• _PAGE EXTRACT_
★ ★ ★ ★ ★ ★ ★

When E.F. Hutton Talks, People Listen

You may or may not not be old enough to recognize the phrase in the title but E. F. Hutton & Co. was a brokerage firm founded by Edward Francis Hutton. Hutton became one of the most respected financial firms in the United States and was best known for its TV commercials in the 1980s based on the phrase, "When E. F. Hutton talks, people listen" . The commercial would usually have a large noisy crowd somewhere and when one person said “well my broker is EF Hutton and they said…” and the room falls silent to listen in.

80’s EF Hutton Commercial

There are two such people in IT today that should garner the same response from a crowd of IT people.

★ ★ ★ ★ ★ ★ ★

• _TASK DIRECTIONS_
Return the passage of the E. F. Hutton article from "You may or may" up to and including "to listen in.", copied word for word.

• _INFORMATION SHOWN_
★ ★ ★ ★ ★ ★ ★

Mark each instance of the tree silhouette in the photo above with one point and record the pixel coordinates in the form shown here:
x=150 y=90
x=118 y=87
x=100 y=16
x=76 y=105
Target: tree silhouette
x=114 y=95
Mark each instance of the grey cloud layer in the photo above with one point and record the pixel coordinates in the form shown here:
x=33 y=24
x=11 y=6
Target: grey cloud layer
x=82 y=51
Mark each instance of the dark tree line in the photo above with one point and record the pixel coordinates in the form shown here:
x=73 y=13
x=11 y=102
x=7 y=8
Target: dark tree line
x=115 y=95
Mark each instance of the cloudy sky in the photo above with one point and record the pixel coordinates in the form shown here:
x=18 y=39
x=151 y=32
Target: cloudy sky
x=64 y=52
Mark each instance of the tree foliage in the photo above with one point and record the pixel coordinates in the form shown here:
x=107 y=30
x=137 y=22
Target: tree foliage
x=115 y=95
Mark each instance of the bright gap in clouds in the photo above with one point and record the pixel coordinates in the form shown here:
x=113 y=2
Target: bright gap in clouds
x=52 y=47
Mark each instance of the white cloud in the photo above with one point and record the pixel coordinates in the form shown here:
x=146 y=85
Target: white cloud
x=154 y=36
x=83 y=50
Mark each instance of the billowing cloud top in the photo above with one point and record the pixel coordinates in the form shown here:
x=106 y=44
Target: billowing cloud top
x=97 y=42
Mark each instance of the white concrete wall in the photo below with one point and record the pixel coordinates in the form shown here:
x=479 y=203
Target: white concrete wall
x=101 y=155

★ ★ ★ ★ ★ ★ ★

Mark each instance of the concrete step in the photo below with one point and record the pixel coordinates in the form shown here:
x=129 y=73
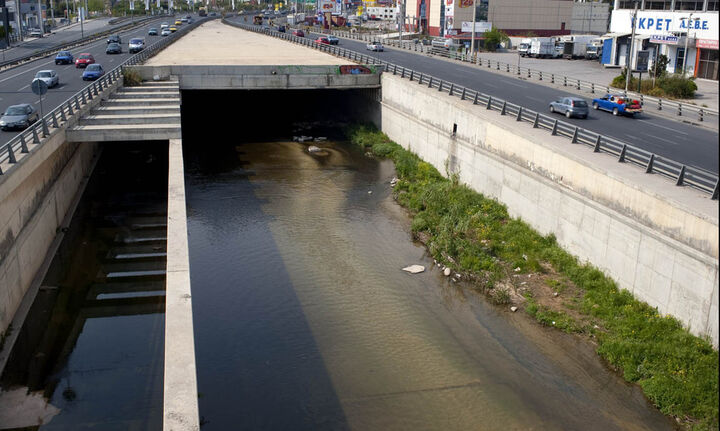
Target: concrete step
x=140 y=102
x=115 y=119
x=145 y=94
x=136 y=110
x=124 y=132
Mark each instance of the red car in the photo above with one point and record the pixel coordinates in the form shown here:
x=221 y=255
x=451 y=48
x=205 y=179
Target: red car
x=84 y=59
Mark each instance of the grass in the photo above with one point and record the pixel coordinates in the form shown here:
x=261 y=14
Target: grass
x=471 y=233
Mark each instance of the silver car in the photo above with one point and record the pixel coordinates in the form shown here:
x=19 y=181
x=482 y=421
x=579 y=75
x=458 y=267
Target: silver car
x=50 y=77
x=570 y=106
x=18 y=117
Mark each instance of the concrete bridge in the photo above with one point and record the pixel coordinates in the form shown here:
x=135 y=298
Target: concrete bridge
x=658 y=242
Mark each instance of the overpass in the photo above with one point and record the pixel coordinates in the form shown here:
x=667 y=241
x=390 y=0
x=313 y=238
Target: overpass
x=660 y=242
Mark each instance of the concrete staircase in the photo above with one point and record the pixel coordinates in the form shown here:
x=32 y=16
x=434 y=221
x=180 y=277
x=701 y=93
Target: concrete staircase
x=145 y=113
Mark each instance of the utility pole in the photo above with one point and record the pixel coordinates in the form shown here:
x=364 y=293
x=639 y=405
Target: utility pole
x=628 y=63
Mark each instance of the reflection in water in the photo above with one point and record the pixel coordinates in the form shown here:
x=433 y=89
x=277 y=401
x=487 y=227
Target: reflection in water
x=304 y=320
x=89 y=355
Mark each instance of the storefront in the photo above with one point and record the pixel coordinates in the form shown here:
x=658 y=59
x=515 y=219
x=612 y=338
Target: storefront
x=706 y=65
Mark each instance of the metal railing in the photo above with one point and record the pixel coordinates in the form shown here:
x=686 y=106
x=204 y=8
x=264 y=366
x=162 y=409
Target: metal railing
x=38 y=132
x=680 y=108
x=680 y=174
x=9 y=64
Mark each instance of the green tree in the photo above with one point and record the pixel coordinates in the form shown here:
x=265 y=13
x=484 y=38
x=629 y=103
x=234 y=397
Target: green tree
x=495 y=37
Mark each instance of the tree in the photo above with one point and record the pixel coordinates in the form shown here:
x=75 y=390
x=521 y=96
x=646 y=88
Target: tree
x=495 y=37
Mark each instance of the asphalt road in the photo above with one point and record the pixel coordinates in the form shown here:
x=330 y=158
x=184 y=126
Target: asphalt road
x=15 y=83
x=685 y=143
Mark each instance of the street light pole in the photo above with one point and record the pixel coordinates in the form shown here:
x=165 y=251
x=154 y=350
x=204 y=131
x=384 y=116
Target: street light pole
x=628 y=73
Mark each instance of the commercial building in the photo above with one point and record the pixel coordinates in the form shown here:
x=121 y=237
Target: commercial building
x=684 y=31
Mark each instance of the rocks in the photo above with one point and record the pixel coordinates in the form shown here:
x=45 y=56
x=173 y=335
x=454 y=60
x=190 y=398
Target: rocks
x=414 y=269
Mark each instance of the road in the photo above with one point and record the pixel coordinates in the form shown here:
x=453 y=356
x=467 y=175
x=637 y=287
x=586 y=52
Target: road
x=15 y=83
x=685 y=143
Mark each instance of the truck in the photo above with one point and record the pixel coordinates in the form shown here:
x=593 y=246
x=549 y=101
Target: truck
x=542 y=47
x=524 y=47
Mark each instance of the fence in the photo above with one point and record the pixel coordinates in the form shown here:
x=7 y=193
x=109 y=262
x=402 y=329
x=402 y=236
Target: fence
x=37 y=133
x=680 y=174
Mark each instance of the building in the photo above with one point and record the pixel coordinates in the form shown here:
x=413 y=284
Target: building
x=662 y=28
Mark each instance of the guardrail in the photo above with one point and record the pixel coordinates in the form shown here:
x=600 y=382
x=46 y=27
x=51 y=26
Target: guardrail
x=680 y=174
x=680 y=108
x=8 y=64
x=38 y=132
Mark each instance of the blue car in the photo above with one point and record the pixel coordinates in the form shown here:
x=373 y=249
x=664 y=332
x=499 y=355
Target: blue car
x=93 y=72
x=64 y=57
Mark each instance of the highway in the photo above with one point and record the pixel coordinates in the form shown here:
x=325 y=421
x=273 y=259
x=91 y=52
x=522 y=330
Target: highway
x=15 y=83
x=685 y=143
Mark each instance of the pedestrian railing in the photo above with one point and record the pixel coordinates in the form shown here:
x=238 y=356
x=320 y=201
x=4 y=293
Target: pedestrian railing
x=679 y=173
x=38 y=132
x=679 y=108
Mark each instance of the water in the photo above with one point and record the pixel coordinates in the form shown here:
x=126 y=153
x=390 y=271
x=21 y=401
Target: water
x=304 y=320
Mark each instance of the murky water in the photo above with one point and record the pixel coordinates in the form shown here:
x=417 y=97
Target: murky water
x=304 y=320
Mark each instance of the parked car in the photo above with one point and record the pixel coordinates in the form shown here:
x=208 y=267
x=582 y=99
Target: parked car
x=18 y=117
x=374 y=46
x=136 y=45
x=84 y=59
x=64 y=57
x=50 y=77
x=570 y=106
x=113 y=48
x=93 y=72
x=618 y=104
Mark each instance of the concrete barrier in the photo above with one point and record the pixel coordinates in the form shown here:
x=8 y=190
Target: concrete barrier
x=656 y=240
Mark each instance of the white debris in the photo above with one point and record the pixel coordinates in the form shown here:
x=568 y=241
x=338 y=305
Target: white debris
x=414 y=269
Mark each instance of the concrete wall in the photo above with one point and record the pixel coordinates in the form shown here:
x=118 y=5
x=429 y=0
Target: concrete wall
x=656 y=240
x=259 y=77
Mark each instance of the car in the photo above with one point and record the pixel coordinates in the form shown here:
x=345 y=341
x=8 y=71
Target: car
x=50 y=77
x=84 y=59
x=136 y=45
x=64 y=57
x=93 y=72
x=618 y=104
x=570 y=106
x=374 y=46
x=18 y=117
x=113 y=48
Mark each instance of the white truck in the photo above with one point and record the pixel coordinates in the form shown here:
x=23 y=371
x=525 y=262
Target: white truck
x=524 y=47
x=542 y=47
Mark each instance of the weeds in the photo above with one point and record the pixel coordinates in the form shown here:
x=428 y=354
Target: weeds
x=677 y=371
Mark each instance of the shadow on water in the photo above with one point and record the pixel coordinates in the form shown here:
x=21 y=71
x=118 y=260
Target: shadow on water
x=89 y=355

★ ★ ★ ★ ★ ★ ★

• _RESPONSE TO THIS EXERCISE_
You may or may not not be old enough to recognize the phrase in the title but E. F. Hutton & Co. was a brokerage firm founded by Edward Francis Hutton. Hutton became one of the most respected financial firms in the United States and was best known for its TV commercials in the 1980s based on the phrase, "When E. F. Hutton talks, people listen" . The commercial would usually have a large noisy crowd somewhere and when one person said “well my broker is EF Hutton and they said…” and the room falls silent to listen in.